* _Source extract_:
After dinner the Swedes regale themselves with a glass of sherry or cognac, with a cigar, and an hour later you will see every coterie with their glasses of seltzer water and fruit syrup. At seven o'clock supper is served, and then "may good digestion wait on appetite," if happily you have any of the latter left. Before bedtime a seductive beverage called Swedish punch is produced, which is stronger than it seems, and should be sipped with caution. It is a noteworthy fact that the charge for all these good things was extremely moderate, as, indeed, prices are throughout Sweden. It seems the only cheap place for touring left in Europe. Norway is quite a third dearer,--thanks, I suppose, to the English invasion....
There is a peculiarity about the coast of Sweden; it is said to have two coasts, an inner and an outer one, the latter being a fringe of islets, so numerous that no map or chart can mark them. It is marvellous how vessels make their way through this labyrinth. If you leave Calmar in the evening, you find yourself the next morning in the thick of this _Skargard_, or reef defence. At first the scene is very desolate; the rocks are barren, and the only sign of life the lonely house of a pilot, round which the sea-birds were screaming in their whirling flight.
When about five hours' distance from Stockholm the scene changes; the barren desolation gives place to wooded islets clothed with the most exquisite vegetation. The beauty of a veritable fairy-land surrounds you. You are in the midst of floating groves and gardens. It is quite unlike any other scenery that I know in Europe; it is not like a lake or river, for there is no expanse of water. The steamer threads its way among a crowd of islands; you could sometimes touch land with a boat-hook. The character of the islets is most varied; at one moment you pass a tiny floating meadow enamelled with flowers, whose sweet scent is wafted in every zephyr; on the other side is a grotesque grotto, or the semblance of a ruin, shaded by the graceful birch-trees that group themselves together. Another time you pass a longer island, with its belt of dark firs, intersected with miniature fjords and little sanded bays. No pencil could do justice to the loveliness of this changing scene.
Approaching the capital, the islands are more extensive and numerous; pretty villas are dotted about the woods, and you see terraced gardens and well-kept lawns. It was market-day when we arrived, and it was very picturesque to see the boats laden with fruit, vegetables, and other necessaries of life proceeding on their way. Each house, or cottage, sent out its messenger boat to make purchases at the floating market, and the scene was very animated and amusing. In another half-hour we were passing the superb deer park of Stockholm, and then we were under the sentinel forts of the capital, and directly afterwards by the side of the busy quay. The first sight of the "Venice of the North" pleased us more than the far-famed Queen of the Adriatic, that city of souvenirs that can hardly be seen by the "light of common day."

* _Dataset content_:

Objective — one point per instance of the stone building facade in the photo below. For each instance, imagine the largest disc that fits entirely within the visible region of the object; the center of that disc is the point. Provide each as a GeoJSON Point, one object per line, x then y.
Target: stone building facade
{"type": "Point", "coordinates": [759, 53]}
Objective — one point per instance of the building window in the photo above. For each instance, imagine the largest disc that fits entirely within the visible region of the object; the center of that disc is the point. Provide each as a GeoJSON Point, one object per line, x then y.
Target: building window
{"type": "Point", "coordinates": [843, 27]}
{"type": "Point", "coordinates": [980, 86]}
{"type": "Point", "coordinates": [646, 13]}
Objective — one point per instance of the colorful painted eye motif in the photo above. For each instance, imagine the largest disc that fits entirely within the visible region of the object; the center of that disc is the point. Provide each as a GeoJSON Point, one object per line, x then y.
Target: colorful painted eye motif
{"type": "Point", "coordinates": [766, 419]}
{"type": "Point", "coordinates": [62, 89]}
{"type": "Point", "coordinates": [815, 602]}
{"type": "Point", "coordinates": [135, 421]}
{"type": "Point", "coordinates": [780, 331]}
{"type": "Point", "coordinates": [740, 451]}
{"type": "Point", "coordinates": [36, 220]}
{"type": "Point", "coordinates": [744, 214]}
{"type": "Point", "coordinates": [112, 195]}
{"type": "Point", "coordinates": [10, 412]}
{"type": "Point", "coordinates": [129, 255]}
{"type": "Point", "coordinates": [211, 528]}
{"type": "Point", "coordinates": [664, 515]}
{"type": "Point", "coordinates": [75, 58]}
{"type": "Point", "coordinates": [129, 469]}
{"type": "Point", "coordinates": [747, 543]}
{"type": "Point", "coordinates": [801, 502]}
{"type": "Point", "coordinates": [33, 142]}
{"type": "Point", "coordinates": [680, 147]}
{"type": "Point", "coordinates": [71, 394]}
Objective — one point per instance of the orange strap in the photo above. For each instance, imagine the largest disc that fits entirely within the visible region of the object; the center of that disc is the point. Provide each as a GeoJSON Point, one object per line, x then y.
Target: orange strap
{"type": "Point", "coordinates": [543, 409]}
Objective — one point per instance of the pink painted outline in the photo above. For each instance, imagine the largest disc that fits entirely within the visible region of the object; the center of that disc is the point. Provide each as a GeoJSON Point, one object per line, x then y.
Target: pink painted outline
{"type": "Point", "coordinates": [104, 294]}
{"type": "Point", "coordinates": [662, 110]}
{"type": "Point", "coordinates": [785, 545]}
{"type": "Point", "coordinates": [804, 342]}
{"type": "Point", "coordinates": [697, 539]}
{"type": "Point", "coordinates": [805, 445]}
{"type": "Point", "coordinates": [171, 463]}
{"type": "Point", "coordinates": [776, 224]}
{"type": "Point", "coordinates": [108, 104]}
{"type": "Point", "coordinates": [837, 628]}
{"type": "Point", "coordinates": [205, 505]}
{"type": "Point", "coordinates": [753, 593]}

* _Exercise instructions_:
Answer from the passage on travel in Sweden:
(a) What beverage is brought out before bedtime?
(b) What is the fringe of islets off the coast called?
(c) What kind of day was it when the travelers arrived at the capital?
The lines above have no connection to the passage on travel in Sweden.

* _Answer to the problem_:
(a) Swedish punch
(b) The _Skargard_, or reef defence
(c) Market-day